==== Ausgewählter Textauszug ====

Die verschiedenen Theorien der Homosexualität von Ulrichs und Krafft–Ebing bis Freud und Hans Bürger–Prinz beschreibt er ebenfalls sehr umfassend. Dabei widersteht Whisnant der Tendenz, in der Geschichte der deutschen Homosexualität Magnus Hirschfeld eine übergroße Rolle zuzuschreiben. Er unterstreicht zwar die Bedeutung Hirschfelds, will aber auch zeigen, wie viele Kontroversen es um Definitionen und Ursprung der Sexualität gab und welche Folgen die verschiedenen Konzeptionen hatten. Zentral war laut Whisnant zudem die Rolle der Homoerotik, des Männerbundes und der Maskulinisten. Insbesondere beschreibt er, wie Theorien, die im Eigenen geprägt und genährt wurden, Skandale wie den um Fürst Eulenburg sowie Phänomene wie den George–Kreis beeinflussten. Das Interessante daran ist, wie auch Claudia Bruns argumentiert, dass Maskulinität und Geschlechtsrollen genauso wichtig dafür waren, schwule Identitäten und Politik zu definieren, wie die Sexualität an sich.

==== Vorliegendes Material ====

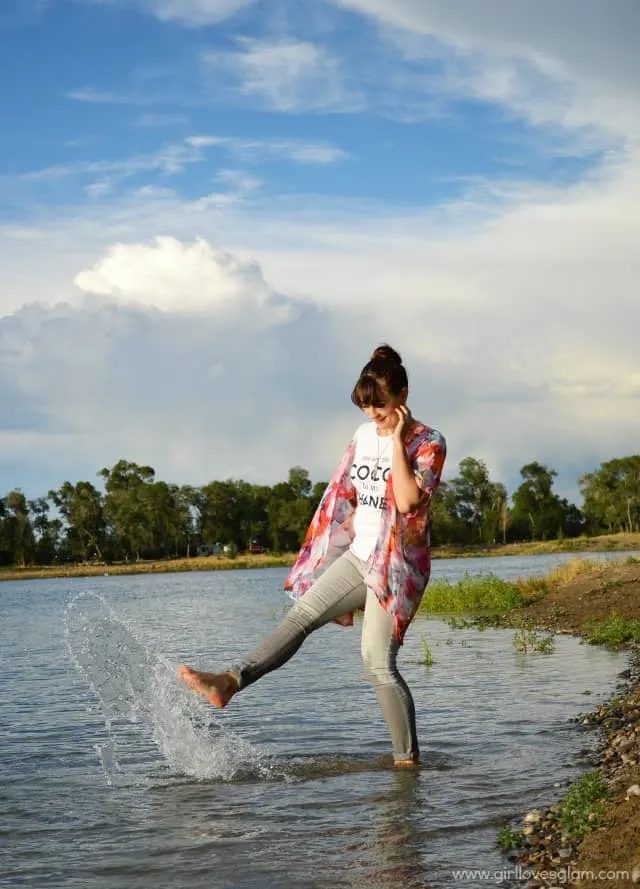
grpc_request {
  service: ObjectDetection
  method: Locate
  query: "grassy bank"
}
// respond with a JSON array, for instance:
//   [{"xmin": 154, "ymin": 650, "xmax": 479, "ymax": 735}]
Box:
[
  {"xmin": 5, "ymin": 534, "xmax": 640, "ymax": 588},
  {"xmin": 0, "ymin": 554, "xmax": 295, "ymax": 580},
  {"xmin": 433, "ymin": 534, "xmax": 640, "ymax": 559},
  {"xmin": 421, "ymin": 557, "xmax": 640, "ymax": 876}
]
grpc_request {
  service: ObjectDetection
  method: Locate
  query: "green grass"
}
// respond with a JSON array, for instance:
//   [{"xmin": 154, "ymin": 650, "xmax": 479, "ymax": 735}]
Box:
[
  {"xmin": 559, "ymin": 771, "xmax": 609, "ymax": 840},
  {"xmin": 513, "ymin": 627, "xmax": 554, "ymax": 654},
  {"xmin": 420, "ymin": 636, "xmax": 433, "ymax": 667},
  {"xmin": 498, "ymin": 824, "xmax": 524, "ymax": 852},
  {"xmin": 420, "ymin": 574, "xmax": 524, "ymax": 614},
  {"xmin": 583, "ymin": 612, "xmax": 640, "ymax": 648}
]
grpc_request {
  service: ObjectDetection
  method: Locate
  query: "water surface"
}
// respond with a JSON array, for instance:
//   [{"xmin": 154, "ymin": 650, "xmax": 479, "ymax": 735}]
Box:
[{"xmin": 0, "ymin": 554, "xmax": 626, "ymax": 889}]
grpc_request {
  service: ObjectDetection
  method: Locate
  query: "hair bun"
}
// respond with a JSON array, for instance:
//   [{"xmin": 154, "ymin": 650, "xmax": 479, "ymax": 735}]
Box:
[{"xmin": 369, "ymin": 343, "xmax": 402, "ymax": 364}]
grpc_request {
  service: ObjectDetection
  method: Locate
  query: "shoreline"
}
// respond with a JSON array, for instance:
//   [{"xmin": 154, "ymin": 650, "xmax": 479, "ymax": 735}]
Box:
[
  {"xmin": 501, "ymin": 561, "xmax": 640, "ymax": 889},
  {"xmin": 5, "ymin": 534, "xmax": 640, "ymax": 581},
  {"xmin": 5, "ymin": 535, "xmax": 640, "ymax": 876}
]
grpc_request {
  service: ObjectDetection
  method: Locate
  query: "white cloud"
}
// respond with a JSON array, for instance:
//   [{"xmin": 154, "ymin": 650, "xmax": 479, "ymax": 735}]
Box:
[
  {"xmin": 0, "ymin": 142, "xmax": 640, "ymax": 496},
  {"xmin": 74, "ymin": 237, "xmax": 292, "ymax": 324},
  {"xmin": 0, "ymin": 246, "xmax": 352, "ymax": 495},
  {"xmin": 186, "ymin": 135, "xmax": 349, "ymax": 165},
  {"xmin": 86, "ymin": 0, "xmax": 256, "ymax": 27},
  {"xmin": 203, "ymin": 37, "xmax": 363, "ymax": 112}
]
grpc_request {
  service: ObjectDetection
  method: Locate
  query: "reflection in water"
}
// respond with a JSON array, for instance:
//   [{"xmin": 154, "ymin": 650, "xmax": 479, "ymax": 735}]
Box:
[{"xmin": 336, "ymin": 769, "xmax": 427, "ymax": 889}]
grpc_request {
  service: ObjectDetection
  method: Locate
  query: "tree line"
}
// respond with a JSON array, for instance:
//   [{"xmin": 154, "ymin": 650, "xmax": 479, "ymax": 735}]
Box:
[{"xmin": 0, "ymin": 455, "xmax": 640, "ymax": 566}]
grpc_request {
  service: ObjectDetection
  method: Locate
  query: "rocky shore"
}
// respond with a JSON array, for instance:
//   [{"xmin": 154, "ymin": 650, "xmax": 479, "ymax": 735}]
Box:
[{"xmin": 504, "ymin": 563, "xmax": 640, "ymax": 889}]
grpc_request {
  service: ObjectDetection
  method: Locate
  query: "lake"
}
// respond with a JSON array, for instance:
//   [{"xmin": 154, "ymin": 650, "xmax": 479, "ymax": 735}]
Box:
[{"xmin": 0, "ymin": 553, "xmax": 627, "ymax": 889}]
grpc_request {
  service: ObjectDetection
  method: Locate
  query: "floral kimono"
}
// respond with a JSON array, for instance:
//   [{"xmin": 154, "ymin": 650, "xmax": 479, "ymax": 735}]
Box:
[{"xmin": 284, "ymin": 421, "xmax": 447, "ymax": 643}]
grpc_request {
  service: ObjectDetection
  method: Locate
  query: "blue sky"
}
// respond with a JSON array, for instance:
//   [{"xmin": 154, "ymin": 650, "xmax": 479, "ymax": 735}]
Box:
[{"xmin": 0, "ymin": 0, "xmax": 640, "ymax": 499}]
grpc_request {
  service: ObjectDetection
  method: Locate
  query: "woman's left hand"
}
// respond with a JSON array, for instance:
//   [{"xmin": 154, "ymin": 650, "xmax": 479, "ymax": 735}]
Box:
[{"xmin": 393, "ymin": 404, "xmax": 413, "ymax": 444}]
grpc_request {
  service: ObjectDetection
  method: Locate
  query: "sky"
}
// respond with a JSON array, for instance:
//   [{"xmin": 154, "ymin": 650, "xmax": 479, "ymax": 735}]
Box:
[{"xmin": 0, "ymin": 0, "xmax": 640, "ymax": 502}]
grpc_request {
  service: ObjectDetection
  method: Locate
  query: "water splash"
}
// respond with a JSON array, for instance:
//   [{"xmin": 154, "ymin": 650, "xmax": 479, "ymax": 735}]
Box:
[{"xmin": 64, "ymin": 592, "xmax": 272, "ymax": 784}]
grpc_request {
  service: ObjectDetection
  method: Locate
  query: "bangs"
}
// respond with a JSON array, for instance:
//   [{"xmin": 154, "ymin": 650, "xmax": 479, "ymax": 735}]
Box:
[{"xmin": 351, "ymin": 374, "xmax": 389, "ymax": 408}]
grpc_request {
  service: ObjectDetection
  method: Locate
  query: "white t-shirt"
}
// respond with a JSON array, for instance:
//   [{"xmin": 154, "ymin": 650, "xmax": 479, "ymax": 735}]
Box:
[{"xmin": 351, "ymin": 423, "xmax": 393, "ymax": 561}]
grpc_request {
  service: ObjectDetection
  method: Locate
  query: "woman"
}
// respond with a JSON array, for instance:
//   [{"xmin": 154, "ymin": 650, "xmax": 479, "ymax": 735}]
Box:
[{"xmin": 179, "ymin": 345, "xmax": 446, "ymax": 766}]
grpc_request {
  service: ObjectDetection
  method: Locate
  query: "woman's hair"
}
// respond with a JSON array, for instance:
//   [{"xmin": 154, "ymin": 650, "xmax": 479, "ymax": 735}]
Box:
[{"xmin": 351, "ymin": 343, "xmax": 409, "ymax": 408}]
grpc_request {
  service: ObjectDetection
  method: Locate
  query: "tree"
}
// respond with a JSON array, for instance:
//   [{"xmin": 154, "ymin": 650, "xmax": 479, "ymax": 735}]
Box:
[
  {"xmin": 444, "ymin": 457, "xmax": 507, "ymax": 544},
  {"xmin": 27, "ymin": 497, "xmax": 62, "ymax": 565},
  {"xmin": 4, "ymin": 488, "xmax": 35, "ymax": 568},
  {"xmin": 98, "ymin": 460, "xmax": 155, "ymax": 559},
  {"xmin": 512, "ymin": 461, "xmax": 568, "ymax": 540},
  {"xmin": 578, "ymin": 454, "xmax": 640, "ymax": 533},
  {"xmin": 49, "ymin": 482, "xmax": 105, "ymax": 561}
]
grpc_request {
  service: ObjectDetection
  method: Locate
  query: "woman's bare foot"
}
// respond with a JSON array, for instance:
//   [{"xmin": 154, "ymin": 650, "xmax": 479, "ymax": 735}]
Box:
[{"xmin": 178, "ymin": 664, "xmax": 238, "ymax": 709}]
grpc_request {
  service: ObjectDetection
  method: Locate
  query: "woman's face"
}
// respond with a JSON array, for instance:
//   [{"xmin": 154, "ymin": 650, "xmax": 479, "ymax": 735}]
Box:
[{"xmin": 362, "ymin": 390, "xmax": 407, "ymax": 435}]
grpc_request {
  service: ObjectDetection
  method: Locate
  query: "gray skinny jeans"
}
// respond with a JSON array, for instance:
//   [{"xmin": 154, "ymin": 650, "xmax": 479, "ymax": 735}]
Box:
[{"xmin": 234, "ymin": 550, "xmax": 419, "ymax": 762}]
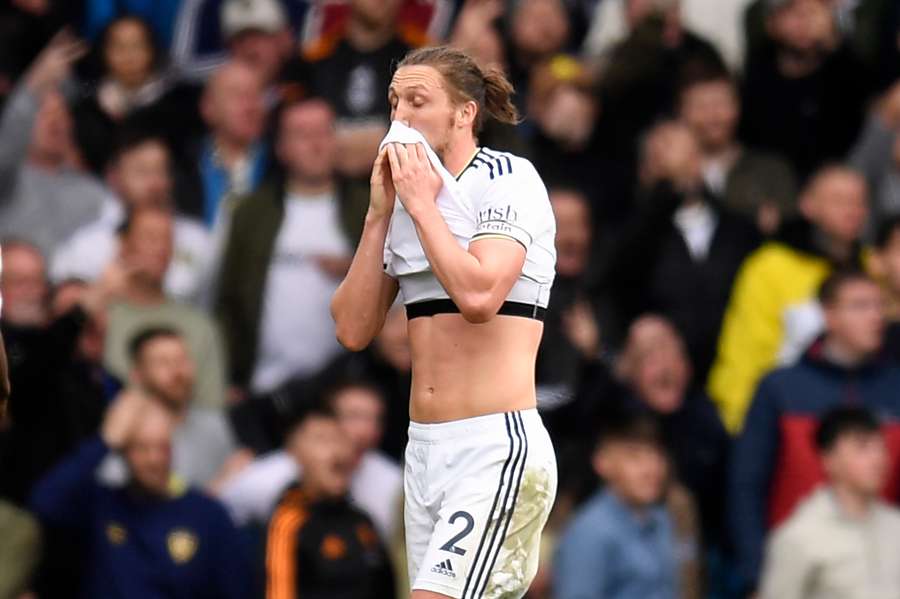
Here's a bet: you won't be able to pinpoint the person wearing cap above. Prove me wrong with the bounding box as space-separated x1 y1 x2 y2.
171 0 314 82
222 0 293 93
285 0 427 178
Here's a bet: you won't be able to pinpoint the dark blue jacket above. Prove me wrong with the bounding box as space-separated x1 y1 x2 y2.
31 438 250 599
728 341 900 586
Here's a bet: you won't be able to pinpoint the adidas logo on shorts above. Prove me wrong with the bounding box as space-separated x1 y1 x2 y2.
431 559 456 578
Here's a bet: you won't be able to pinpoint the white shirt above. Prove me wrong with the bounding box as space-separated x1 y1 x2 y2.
219 450 403 539
251 193 350 393
384 148 556 308
50 196 212 303
673 202 719 262
97 408 237 489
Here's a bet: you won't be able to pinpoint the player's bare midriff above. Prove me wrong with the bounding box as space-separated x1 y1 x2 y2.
409 314 544 424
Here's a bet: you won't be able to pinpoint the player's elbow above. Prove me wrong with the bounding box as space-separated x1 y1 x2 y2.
457 292 500 324
335 321 373 351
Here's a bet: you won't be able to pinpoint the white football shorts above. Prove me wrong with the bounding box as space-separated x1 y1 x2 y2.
404 410 556 599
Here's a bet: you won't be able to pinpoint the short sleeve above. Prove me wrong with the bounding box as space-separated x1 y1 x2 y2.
472 157 550 250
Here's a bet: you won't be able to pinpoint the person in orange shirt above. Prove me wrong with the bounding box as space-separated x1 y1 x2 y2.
266 405 395 599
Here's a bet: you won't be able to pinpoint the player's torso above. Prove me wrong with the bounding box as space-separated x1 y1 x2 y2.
388 148 556 308
392 149 556 423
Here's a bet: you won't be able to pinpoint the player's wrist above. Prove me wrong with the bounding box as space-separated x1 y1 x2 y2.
364 208 391 228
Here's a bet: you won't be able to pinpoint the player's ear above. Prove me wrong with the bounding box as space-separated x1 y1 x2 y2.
456 100 478 129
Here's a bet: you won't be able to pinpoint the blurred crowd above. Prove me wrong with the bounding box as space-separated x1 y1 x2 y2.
0 0 900 599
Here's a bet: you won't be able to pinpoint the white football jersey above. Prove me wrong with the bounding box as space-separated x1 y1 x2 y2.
384 148 556 308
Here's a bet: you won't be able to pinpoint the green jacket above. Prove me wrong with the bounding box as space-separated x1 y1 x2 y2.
215 179 368 388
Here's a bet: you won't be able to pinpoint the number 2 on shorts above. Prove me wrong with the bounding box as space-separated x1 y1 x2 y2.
441 511 475 555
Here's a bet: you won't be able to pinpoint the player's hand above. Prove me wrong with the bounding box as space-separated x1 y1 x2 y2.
387 143 444 218
25 29 88 95
369 147 397 218
100 389 150 449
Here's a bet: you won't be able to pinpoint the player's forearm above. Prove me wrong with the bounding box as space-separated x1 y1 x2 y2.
331 215 395 351
411 204 503 322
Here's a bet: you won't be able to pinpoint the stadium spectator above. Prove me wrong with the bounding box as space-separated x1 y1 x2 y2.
728 271 900 585
217 99 355 394
582 0 751 71
741 0 871 179
286 0 426 177
536 188 601 404
72 15 202 175
743 0 897 83
604 121 759 380
759 407 900 599
600 1 724 161
874 216 900 364
527 55 633 227
171 0 320 81
0 499 41 599
101 327 246 493
0 241 113 503
553 416 679 599
677 70 797 235
849 83 900 228
266 407 394 599
612 315 731 546
50 129 211 302
0 34 104 255
83 0 181 48
192 61 269 228
222 0 294 94
322 302 412 463
221 379 403 541
30 392 250 599
506 0 572 105
709 166 868 432
0 0 80 89
104 207 225 408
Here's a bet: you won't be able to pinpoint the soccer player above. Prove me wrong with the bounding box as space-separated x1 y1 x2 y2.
332 47 556 599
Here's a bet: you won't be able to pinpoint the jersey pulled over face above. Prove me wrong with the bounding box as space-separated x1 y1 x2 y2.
384 142 556 308
388 65 456 156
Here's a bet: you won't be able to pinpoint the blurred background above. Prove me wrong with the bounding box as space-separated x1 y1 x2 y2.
0 0 900 599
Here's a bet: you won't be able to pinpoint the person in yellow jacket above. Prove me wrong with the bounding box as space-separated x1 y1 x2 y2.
708 165 868 433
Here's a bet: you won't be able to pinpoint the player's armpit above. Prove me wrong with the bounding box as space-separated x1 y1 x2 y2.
469 234 525 319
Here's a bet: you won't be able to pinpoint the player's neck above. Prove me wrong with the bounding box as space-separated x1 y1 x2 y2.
441 136 478 177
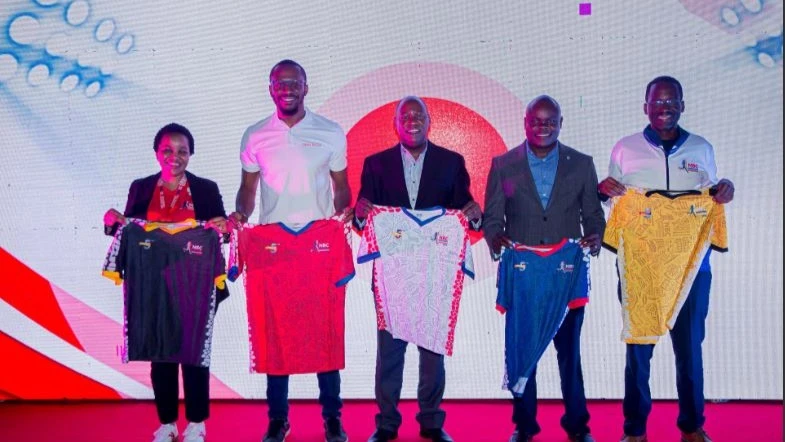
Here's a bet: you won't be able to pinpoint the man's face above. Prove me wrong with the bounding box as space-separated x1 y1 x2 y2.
643 82 684 132
394 100 431 148
270 65 308 116
523 100 562 147
155 133 191 176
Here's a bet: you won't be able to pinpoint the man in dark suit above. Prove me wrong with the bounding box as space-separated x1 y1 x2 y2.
483 96 605 442
354 97 482 442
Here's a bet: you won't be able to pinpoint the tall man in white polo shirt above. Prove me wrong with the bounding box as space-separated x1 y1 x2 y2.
598 77 733 442
229 60 351 442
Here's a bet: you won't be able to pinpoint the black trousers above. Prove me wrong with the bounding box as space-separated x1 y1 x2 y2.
376 330 446 431
150 362 210 424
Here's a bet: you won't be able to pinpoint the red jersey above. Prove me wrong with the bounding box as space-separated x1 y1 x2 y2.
238 220 354 375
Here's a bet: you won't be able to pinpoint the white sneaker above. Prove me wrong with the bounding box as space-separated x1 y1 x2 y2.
183 422 207 442
153 424 177 442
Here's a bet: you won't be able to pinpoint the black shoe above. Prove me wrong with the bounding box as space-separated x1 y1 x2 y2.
368 428 398 442
324 417 349 442
420 428 453 442
262 419 292 442
510 430 534 442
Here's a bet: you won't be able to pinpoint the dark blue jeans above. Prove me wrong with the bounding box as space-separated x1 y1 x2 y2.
512 307 589 436
619 270 711 436
267 370 343 419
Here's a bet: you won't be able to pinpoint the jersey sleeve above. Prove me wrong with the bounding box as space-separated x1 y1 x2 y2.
709 204 728 252
210 229 226 290
461 237 474 279
333 221 354 287
496 249 515 314
357 209 381 264
602 196 624 253
240 128 261 173
101 223 127 285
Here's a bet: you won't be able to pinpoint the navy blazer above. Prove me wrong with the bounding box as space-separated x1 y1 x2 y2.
104 171 229 303
358 141 473 217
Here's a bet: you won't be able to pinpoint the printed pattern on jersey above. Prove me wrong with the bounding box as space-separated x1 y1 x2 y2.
496 238 591 396
236 219 354 375
103 219 226 367
603 188 728 344
357 206 474 356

====

Aufgaben:
**1.** Nenne alle Personen, die im ersten Satz des Textauszugs als Stationen in der Reihe der Theorien der Homosexualität aufgeführt werden.
**2.** Führe den Textauszug über die Theorien der Homosexualität im Anschluss an seinen letzten Satz weiter.

Lösungen:
**1.** Ulrichs, Krafft–Ebing, Freud, Hans Bürger–Prinz

**2.**
Historiker*innen wird an dem Werk vielleicht enttäuschen, dass Whisnant darauf verzichtet, in der Betrachtung der Geschichte einer eigenen Argumentation zu folgen, ihr also seinen eigenen Stempel aufzudrücken. Er selbst schreibt am Ende des Werks: "Dieses Buch fing mit einer Menge Fragen statt einer These an. [...] Ich möchte sie jetzt nicht für Sie beantworten." Gleichwohl wird Queer Identities and Politics in Germany für Fakultäten, die einen Text für die Lehre gebrauchen möchten, sehr hilfreich sein. Das Buch stellt sicher die bis dato gründlichste englischsprachige Bearbeitung der Geschichte der Homosexualität in Deutschland zwischen Reichsgründung und Ende des Zweiten Weltkriegs dar. Interessant geschrieben und gründlich recherchiert, ergänzt Whisnant unser Verständnis der schwulen und lesbischen Geschichte mit vielen weniger bekannten Einzelheiten und Erzählungen.